### Qué hacer
Vuelve a escribir completo y sin ningún cambio el fragmento sobre el parentesco entre la ciencia ficción y la novela gótica.

### Fragmento seleccionado
· · · · · · ·
El mundo teme a la ciencia tanto como la admira, y quizá ahí, en esa sensatísima contradicción, esté una de las explicaciones del porqué ligan tanto y ha dado tan buenos frutos el encuentro entre estos dos géneros. Brian Aldiss, en su aún por traducir pero no por ello menos brillante y absolutamente necesario ensayo Billion Year Spree. The True History of Science Fiction, identifica la novela gótica como molde común del que nacen, o evolucionan, los dos géneros. Si ese común origen es cierto, que podría ser, nada nos sorprenden los frutos que dan estos géneros cuando se juntan. Al fin y al cabo, como dice Aldiss en el mismo libro: “la ciencia ficción siempre ha sido, en general, una literatura lúgubre”.
En este sentido, no es de extrañar que tantos críticos de ciencia ficción sitúen el origen del género en el Frankenstein de Mary Shelley, que, sí, hibrida los dos géneros con total maestría y naturalidad, y en ese sentido es tanto una cosa como la otra. Lo que me causa, a mí, mis propios debates internos, es que no tengo tan claro que esto sea el resultado de una deliberada, meditada y meticulosa intención consciente, o el feliz resultado de una casualidad (lo cual no restaría un ápice de valor ni mérito a esa obra maestra, claro). Dr. Jekyll y Mr. Hyde es la otra novela que prefigura la carrera futura, compartida, de estos dos géneros, aunque, en este caso, también me debato sobre la autoconsciencia de Stevenson, de si era o no sabedor de lo que estaba consiguiendo.
· · · · · · ·
### Datos en bruto
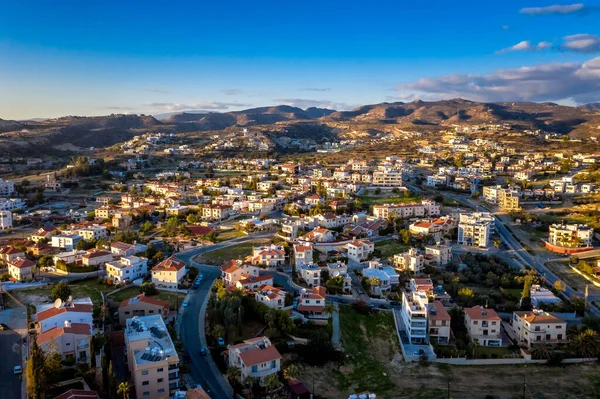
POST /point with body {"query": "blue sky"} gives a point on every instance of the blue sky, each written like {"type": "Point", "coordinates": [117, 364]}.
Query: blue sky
{"type": "Point", "coordinates": [99, 57]}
· · · · · · ·
### Respuesta esperada
El mundo teme a la ciencia tanto como la admira, y quizá ahí, en esa sensatísima contradicción, esté una de las explicaciones del porqué ligan tanto y ha dado tan buenos frutos el encuentro entre estos dos géneros. Brian Aldiss, en su aún por traducir pero no por ello menos brillante y absolutamente necesario ensayo Billion Year Spree. The True History of Science Fiction, identifica la novela gótica como molde común del que nacen, o evolucionan, los dos géneros. Si ese común origen es cierto, que podría ser, nada nos sorprenden los frutos que dan estos géneros cuando se juntan. Al fin y al cabo, como dice Aldiss en el mismo libro: “la ciencia ficción siempre ha sido, en general, una literatura lúgubre”.
En este sentido, no es de extrañar que tantos críticos de ciencia ficción sitúen el origen del género en el Frankenstein de Mary Shelley, que, sí, hibrida los dos géneros con total maestría y naturalidad, y en ese sentido es tanto una cosa como la otra. Lo que me causa, a mí, mis propios debates internos, es que no tengo tan claro que esto sea el resultado de una deliberada, meditada y meticulosa intención consciente, o el feliz resultado de una casualidad (lo cual no restaría un ápice de valor ni mérito a esa obra maestra, claro). Dr. Jekyll y Mr. Hyde es la otra novela que prefigura la carrera futura, compartida, de estos dos géneros, aunque, en este caso, también me debato sobre la autoconsciencia de Stevenson, de si era o no sabedor de lo que estaba consiguiendo.